_Extrait de texte_
C'est très artisanal (son moche et mono), mais sympa pour contourner certaines chaines de radio (publiques!) qui demandent à payer pour leurs émissions le jour suivant la diffusion de l'émission, par ex.
C'est par ici...


----------



## greengoblin (2 Novembre 2004)

Bonjour à tous,
Je viens de m'acheter un micro sur pied de ce qui ya de plus banal, mais voilà lorsque je le branche à mon G5, pas de signal, il est branché sur le port d'entrée audio analogique (le petit papillon). J'ai bidouillé dans les prefs son mais rien de rien. Si qqun a la solution...
Merci d'avance


----------



## daffyb (2 Novembre 2004)

Je pense que l'entrée son des mac (depuis un bout de temps) est une entrée Line-in et non pas micro. Il faut amolifier le signal avant d'entrer dans le Mac. Une recherche dans les forums avec le terme iMic devrait pas mal t'aiguiller


----------



## jeanba3000 (2 Novembre 2004)

zoup on n'a rien vu !

Mince alors, une faille spatio-temporelle, ou bien ?


----------



## Lyd30 (15 Novembre 2004)

_Consigne A_
Relevez tous les pseudonymes placés en titre au-dessus des messages dans l'extrait ci-dessus.

_Enregistrements fournis_
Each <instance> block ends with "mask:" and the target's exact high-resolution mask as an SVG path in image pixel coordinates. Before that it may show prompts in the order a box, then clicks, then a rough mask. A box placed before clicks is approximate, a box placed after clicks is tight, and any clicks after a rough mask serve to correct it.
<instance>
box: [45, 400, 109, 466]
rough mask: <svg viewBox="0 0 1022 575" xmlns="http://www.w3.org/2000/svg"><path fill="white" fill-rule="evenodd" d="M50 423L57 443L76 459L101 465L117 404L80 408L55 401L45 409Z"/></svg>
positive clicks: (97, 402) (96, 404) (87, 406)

_Consigne B_
Recopiez à l'identique, ligne par ligne, l'ensemble des enregistrements fournis ci-dessus.

_Zone de réponse A_
greengoblin, daffyb, jeanba3000, Lyd30

_Zone de réponse B_
Each <instance> block ends with "mask:" and the target's exact high-resolution mask as an SVG path in image pixel coordinates. Before that it may show prompts in the order a box, then clicks, then a rough mask. A box placed before clicks is approximate, a box placed after clicks is tight, and any clicks after a rough mask serve to correct it.
<instance>
box: [45, 400, 109, 466]
rough mask: <svg viewBox="0 0 1022 575" xmlns="http://www.w3.org/2000/svg"><path fill="white" fill-rule="evenodd" d="M50 423L57 443L76 459L101 465L117 404L80 408L55 401L45 409Z"/></svg>
positive clicks: (97, 402) (96, 404) (87, 406)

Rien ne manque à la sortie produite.